=== Exercise requirements ===
Write the records below out again word for word, with the pictures removed.

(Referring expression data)
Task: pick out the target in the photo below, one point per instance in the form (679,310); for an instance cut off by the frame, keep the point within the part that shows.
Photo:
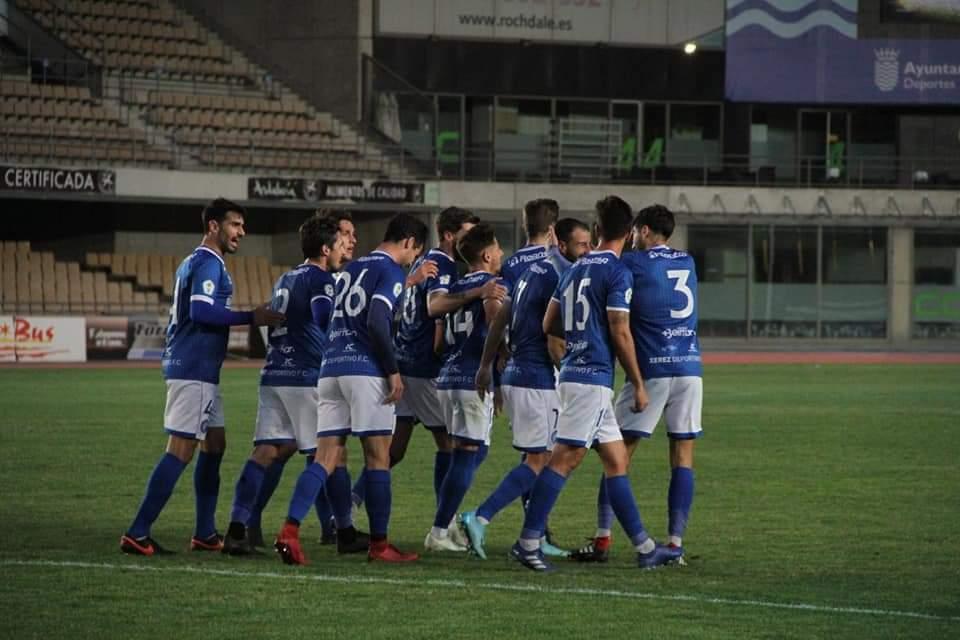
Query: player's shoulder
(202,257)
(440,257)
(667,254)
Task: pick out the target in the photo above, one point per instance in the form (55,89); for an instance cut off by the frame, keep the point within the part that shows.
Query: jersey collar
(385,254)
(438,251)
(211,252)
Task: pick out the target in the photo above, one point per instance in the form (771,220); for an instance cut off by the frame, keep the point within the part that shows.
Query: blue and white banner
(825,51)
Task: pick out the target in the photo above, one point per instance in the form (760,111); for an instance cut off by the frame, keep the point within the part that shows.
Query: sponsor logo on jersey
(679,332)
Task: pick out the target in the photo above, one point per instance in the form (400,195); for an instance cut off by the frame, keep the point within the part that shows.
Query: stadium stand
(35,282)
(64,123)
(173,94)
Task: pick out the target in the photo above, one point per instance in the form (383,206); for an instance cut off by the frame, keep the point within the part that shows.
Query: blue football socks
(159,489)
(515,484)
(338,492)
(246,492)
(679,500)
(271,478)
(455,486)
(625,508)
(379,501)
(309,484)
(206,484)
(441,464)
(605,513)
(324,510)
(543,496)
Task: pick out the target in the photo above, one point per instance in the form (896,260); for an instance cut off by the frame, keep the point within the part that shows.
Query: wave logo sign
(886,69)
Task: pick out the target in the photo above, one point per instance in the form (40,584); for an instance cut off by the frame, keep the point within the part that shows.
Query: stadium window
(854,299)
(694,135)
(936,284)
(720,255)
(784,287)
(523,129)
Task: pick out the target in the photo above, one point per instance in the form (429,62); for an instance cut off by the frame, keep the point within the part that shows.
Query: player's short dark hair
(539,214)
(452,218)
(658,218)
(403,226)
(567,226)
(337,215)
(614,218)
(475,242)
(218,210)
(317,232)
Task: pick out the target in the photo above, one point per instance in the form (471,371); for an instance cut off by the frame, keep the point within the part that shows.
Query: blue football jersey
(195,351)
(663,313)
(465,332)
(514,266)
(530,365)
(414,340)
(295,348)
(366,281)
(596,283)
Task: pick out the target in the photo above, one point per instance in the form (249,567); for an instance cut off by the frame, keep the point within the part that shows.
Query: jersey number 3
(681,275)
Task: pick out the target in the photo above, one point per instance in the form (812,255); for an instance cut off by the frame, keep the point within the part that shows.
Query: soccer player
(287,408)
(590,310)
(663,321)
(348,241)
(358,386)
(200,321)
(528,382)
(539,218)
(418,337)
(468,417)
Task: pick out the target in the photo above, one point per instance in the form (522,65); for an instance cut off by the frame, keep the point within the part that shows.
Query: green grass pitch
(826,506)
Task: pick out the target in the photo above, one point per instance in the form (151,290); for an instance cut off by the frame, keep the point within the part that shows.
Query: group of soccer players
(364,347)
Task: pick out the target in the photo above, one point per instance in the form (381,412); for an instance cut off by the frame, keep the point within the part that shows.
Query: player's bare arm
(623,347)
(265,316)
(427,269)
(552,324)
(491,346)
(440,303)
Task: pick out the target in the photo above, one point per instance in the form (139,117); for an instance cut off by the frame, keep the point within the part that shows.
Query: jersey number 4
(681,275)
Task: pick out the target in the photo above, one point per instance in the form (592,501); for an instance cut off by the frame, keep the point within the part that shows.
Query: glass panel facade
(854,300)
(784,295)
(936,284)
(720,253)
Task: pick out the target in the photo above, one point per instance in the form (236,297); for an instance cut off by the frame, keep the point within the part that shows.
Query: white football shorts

=== Problem solution ===
Task: pick out the target in the photo below, one point per instance in the form (679,310); for an instance cut off by the frame, keep the point within the part that shows.
Photo:
Query: player's shoulder
(202,257)
(440,257)
(667,254)
Task: pick out the target in the photo above, one point per instance in the form (55,89); for an instance cut off by the frame, keep the point within the part that shows.
Query: jersey collar
(385,254)
(438,251)
(211,252)
Task: pick out the target in the photo above, one point per instance in the form (771,220); for an instance cut off by the frame, keep the point within the part that shows.
Query: blue and white banner
(825,51)
Task: pick out the target in the photo above, one point per instance in the form (760,111); for an instance cut off by the frame, keep the point within the part that shows.
Query: sponsor logo on jersey
(679,332)
Task: pick out the target in the photo above, one point per instance in the form (400,195); for an instance cut off by the frame, keep the point within the part that shows.
Query: stadium stand
(35,282)
(64,123)
(173,94)
Task: pick out the target in the photo above, one point per instance in the form (383,206); for an instance cut off by the frame, keep the point within the part that shows.
Query: blue football socks
(159,489)
(515,484)
(338,492)
(246,492)
(679,500)
(271,478)
(455,486)
(625,508)
(379,501)
(309,484)
(206,484)
(441,464)
(605,513)
(324,510)
(543,496)
Task: pick out the target in the photo above, one point per instance in the form (896,260); for an instance cut off by the frame, keep the point within the part that shows.
Query: wave logo sign
(886,69)
Task: pick out the target in the photo above, one point per instance in the form (40,584); for an instance cut off by the frame, keep the point within the part that shows.
Query: stadium window
(854,299)
(694,135)
(936,284)
(720,255)
(784,287)
(523,129)
Task: pick out the target in the photo above, one point per instance in the form (429,62); for an instance cut off by the frame, keep the point within the part that shows.
Query: player's short dark hair
(539,214)
(452,218)
(658,218)
(403,226)
(567,226)
(337,215)
(614,218)
(475,242)
(218,210)
(317,232)
Task: pick out the target in the photo above, one point per instance in the form (471,371); for an instance cut off by the frame, keep the point within the part that shows.
Query: blue football jersey
(195,351)
(663,313)
(465,332)
(514,266)
(530,365)
(414,340)
(295,348)
(366,281)
(596,283)
Task: pick out the target in the photo above, one point per instance in the form (249,567); for an instance cut off by the frame, keep the point within the part that shows.
Query: jersey number 3
(681,275)
Task: pick out the target in the photo above, one point per instance in the form (812,255); for an instance cut off by the frame, keep the point within the part that shows.
Query: soccer player
(287,408)
(590,310)
(663,321)
(348,241)
(358,386)
(200,321)
(528,382)
(539,218)
(418,337)
(468,417)
Task: pick out the target in the photo above, one point per instance in the form (522,65); for an instance cut off by the frame, keep the point within the part that shows.
Query: green grass pitch
(826,506)
Task: pick out the target in the photo above, one point per instance in the form (151,290); for an instance cut off by the frame, keep the point within the part that shows.
Query: group of soccer players
(364,347)
Task: pick out the target in the photo above, one point per instance in the form (381,412); for an instance cut off by the frame, keep the point within the part that shows.
Query: player's bare arm
(623,347)
(265,316)
(427,269)
(552,324)
(491,346)
(440,303)
Task: pick out the target in the photo above, one point per instance in the form (139,117); for an instance cut off by the frame, keep the point within the part that shows.
Query: jersey number 4
(681,275)
Task: pick out the target in the photo above, one point per instance in the form (592,501); for an instance cut off by the frame, keep the point within the part that shows.
Query: glass panel facade
(854,300)
(784,295)
(936,284)
(720,253)
Task: pick out the target in the photo above, one point per instance in the form (236,297); for an instance cut off by the frame, keep the point within the part that shows.
Query: white football shorts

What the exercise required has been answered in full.